##### Document segment #####

- Apr 11, 2009
- Reaction score
- Greensboro, NC
It seems inevitable that the Redskins will select a young QB in the 2019 draft. Alex Smith's future hangs by a thread. The only certainty is that he will not suit up in 2019. That leaves the Skins with an unproven and injury prone Colt McCoy, and...well...some other guys. With Jay Gruden's job on the line, and the Redskins fanbase mired in doom and gloom, drafting a youngster to lead the way in the future seems like an imperative.
And don't believe the pundits. This is a great year to do so. While it's true that many of the marquee talents at QB may not be available in this draft, don't be mistaken. There is talent to be had. And in a rare scenario, most of the teams drafting ahead of the Washington Redskins in Round 1 are seemingly set at the most important position on the roster. The Redskins have two choices. Draft one of a handful of more highly touted stars with their first pick, or try and beat the Vegas odds by picking up that hidden gem in later rounds.

##### Provided material #####

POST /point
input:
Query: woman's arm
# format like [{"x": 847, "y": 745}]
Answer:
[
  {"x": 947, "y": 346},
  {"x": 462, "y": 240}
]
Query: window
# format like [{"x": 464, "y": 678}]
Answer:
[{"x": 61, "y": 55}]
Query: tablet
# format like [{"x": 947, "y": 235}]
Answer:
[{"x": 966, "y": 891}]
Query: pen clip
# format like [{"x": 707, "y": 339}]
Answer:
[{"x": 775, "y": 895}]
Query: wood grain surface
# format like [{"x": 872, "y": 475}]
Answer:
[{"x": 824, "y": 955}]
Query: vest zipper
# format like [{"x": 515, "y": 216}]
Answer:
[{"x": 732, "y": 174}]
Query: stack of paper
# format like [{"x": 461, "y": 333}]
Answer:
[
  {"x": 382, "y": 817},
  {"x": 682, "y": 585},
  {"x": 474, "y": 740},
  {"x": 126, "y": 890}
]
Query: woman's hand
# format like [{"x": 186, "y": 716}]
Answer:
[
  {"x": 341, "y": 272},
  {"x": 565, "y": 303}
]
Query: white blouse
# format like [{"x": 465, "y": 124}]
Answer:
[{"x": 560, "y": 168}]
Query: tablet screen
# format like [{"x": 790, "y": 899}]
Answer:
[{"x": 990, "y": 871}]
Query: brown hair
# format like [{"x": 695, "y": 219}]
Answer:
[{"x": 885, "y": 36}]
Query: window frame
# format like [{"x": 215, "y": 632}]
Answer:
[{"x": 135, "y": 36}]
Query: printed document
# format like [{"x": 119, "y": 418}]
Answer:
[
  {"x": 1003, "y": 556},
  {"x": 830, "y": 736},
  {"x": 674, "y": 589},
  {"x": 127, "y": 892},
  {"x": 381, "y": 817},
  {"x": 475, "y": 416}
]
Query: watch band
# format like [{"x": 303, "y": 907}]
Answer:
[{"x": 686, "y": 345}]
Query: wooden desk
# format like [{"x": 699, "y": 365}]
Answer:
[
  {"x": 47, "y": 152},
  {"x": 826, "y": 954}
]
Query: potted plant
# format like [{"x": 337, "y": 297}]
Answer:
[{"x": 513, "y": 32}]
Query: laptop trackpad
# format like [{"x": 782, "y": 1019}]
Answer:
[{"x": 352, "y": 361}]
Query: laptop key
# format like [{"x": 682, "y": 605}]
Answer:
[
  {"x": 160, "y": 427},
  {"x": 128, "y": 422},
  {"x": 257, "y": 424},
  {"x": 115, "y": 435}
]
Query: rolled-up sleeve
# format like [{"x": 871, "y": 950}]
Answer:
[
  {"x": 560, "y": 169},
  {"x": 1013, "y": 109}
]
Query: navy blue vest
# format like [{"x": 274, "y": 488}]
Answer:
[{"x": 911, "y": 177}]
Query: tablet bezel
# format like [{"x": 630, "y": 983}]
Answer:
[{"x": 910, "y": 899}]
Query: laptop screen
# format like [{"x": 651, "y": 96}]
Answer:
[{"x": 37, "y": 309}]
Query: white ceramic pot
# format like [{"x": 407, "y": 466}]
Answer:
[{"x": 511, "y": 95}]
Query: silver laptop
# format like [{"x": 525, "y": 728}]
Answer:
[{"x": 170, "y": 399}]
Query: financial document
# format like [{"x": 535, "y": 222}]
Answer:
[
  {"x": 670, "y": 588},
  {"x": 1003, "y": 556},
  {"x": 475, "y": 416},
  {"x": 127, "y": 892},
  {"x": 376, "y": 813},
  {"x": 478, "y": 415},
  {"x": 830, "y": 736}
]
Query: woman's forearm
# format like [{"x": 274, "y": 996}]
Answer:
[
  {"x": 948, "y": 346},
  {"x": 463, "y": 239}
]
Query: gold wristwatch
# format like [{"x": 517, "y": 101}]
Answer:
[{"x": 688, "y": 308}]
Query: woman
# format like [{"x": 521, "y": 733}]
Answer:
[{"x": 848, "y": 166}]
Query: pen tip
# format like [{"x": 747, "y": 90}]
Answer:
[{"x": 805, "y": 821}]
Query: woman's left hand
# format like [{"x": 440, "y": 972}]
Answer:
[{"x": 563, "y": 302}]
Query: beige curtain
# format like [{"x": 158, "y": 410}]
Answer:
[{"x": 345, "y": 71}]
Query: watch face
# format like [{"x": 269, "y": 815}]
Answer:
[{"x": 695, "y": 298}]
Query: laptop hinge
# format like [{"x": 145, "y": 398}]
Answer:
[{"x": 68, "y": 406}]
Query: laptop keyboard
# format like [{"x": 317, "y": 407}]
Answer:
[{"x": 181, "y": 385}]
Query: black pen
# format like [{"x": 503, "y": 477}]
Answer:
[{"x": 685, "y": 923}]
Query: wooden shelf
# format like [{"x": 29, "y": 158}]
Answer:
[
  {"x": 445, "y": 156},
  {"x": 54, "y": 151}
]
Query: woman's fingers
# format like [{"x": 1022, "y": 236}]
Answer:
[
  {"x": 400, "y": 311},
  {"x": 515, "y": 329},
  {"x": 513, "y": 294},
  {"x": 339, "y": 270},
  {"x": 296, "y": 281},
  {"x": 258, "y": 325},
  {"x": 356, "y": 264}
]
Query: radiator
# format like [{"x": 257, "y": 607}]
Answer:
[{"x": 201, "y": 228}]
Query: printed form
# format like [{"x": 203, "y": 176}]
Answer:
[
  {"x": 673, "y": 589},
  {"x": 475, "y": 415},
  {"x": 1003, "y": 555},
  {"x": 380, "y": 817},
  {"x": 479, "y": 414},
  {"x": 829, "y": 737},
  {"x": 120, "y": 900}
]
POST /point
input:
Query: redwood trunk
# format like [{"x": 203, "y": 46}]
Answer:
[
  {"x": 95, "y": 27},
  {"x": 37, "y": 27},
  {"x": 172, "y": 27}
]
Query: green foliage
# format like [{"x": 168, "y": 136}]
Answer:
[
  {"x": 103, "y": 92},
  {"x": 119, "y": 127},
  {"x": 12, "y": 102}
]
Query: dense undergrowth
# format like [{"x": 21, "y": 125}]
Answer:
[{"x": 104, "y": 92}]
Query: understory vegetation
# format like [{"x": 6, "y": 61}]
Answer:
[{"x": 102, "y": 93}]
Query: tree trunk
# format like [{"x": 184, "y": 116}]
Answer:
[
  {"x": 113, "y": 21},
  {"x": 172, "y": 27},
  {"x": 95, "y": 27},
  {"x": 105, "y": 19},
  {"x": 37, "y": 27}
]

#####

● Exercise prompt
Reproduce the passage of the Redskins quarterback post above that begins at the words "- Apr 11, 2009" and stops after the words "like an imperative.".

● Full response
- Apr 11, 2009
- Reaction score
- Greensboro, NC
It seems inevitable that the Redskins will select a young QB in the 2019 draft. Alex Smith's future hangs by a thread. The only certainty is that he will not suit up in 2019. That leaves the Skins with an unproven and injury prone Colt McCoy, and...well...some other guys. With Jay Gruden's job on the line, and the Redskins fanbase mired in doom and gloom, drafting a youngster to lead the way in the future seems like an imperative.